Work to do: In the records below, return the lines unchanged starting at the line that contains "Pinpoint every instance of green" and ending at the line that contains "[[176, 186, 225, 250]]", with both of those lines included.

Supplied material:
== == ==
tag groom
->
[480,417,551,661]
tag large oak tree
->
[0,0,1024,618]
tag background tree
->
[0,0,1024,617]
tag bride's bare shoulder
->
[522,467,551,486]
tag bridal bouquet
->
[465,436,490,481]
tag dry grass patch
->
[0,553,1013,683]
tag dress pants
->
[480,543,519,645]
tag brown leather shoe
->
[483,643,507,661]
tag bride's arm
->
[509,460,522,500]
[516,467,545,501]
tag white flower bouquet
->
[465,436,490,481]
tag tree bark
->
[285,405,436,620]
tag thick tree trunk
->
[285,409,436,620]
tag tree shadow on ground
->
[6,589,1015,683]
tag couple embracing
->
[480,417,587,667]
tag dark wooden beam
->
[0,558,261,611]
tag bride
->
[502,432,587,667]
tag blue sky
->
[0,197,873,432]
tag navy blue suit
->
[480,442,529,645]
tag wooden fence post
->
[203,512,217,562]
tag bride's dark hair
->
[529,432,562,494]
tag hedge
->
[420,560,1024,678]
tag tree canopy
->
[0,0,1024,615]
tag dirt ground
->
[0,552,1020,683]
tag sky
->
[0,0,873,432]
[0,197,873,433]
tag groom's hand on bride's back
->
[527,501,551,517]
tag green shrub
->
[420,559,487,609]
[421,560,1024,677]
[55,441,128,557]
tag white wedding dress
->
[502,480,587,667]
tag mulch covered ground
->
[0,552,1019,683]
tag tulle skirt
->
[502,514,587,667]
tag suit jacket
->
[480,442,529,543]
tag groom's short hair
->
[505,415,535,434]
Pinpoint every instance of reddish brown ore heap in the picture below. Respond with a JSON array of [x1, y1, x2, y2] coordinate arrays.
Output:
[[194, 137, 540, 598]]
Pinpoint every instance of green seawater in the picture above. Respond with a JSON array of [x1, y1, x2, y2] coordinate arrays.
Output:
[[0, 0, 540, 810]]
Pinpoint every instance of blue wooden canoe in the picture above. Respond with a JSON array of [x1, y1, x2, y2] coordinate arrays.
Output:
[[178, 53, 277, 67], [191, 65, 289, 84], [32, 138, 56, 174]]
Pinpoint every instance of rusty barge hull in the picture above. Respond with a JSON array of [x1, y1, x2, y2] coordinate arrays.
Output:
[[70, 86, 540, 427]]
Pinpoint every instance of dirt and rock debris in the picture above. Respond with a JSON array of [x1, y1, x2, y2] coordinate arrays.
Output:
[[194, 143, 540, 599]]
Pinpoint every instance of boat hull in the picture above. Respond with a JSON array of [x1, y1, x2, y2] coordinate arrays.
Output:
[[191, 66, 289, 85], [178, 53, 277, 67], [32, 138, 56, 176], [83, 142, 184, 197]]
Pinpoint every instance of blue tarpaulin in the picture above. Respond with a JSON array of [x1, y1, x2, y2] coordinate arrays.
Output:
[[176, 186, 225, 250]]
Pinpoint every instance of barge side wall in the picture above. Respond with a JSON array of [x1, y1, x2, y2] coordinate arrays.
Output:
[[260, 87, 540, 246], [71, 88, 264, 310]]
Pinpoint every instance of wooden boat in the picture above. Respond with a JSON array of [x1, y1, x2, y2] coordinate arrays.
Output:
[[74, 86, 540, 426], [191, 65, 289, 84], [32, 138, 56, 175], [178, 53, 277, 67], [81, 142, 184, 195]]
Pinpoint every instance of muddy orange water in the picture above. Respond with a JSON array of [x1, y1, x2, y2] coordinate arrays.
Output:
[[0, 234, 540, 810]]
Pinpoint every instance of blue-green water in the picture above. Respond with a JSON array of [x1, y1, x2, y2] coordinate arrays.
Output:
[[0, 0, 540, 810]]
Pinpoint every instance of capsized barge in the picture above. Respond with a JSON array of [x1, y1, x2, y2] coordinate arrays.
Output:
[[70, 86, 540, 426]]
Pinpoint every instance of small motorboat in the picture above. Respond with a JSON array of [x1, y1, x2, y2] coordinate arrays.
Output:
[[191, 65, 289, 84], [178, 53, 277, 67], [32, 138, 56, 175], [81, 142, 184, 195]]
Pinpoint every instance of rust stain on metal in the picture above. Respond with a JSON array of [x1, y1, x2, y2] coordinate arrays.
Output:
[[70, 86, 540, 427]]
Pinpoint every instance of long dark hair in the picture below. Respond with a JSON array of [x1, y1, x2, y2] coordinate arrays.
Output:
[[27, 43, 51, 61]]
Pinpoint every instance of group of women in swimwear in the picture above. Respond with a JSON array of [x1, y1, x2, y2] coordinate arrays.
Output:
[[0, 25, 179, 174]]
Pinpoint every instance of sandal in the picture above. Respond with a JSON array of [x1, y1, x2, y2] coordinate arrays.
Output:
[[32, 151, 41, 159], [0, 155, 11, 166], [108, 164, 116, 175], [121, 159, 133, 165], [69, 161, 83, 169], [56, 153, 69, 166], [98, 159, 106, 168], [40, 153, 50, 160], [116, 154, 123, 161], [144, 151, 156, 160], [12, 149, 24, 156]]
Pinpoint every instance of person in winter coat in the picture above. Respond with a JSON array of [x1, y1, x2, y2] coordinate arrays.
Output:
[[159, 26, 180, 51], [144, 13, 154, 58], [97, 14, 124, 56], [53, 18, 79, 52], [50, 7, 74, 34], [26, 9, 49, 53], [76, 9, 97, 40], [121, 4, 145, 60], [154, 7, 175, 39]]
== == ==
Exercise result:
Pinpoint every instance of green seawater in the picture above. Respond with a JSON array of [x1, y1, x2, y2] coordinate arrays.
Output:
[[0, 0, 540, 810]]
Pinpoint every instance of blue wooden canoe in the picture above. Respond with a JSON array of [x1, y1, x2, y2] coordinate arrays.
Output:
[[178, 53, 277, 67], [191, 65, 289, 84], [32, 138, 56, 174]]
Pinpoint every instance of rusty barge hull in the picture above. Respond with a JSON array of [x1, y1, x2, y2] coordinate arrays.
Output:
[[70, 86, 540, 427]]
Pinpoint every instance of dirt and rock debris in the picture above. Respond with a JSON array of [x1, y1, x2, y2] coordinate arrays.
Output:
[[194, 143, 540, 599]]
Pinpoint every instance of boat hull in the picture above. Respond with a JSON array of [x1, y1, x2, y2] coordinate arrays.
Output:
[[191, 66, 289, 85], [178, 53, 277, 67], [32, 138, 56, 176], [83, 142, 184, 197]]
Pinpoint every instance of blue tarpaulin in the picture above. Respond with a JSON array of [x1, y1, x2, y2] coordinate arrays.
Output:
[[176, 186, 225, 250]]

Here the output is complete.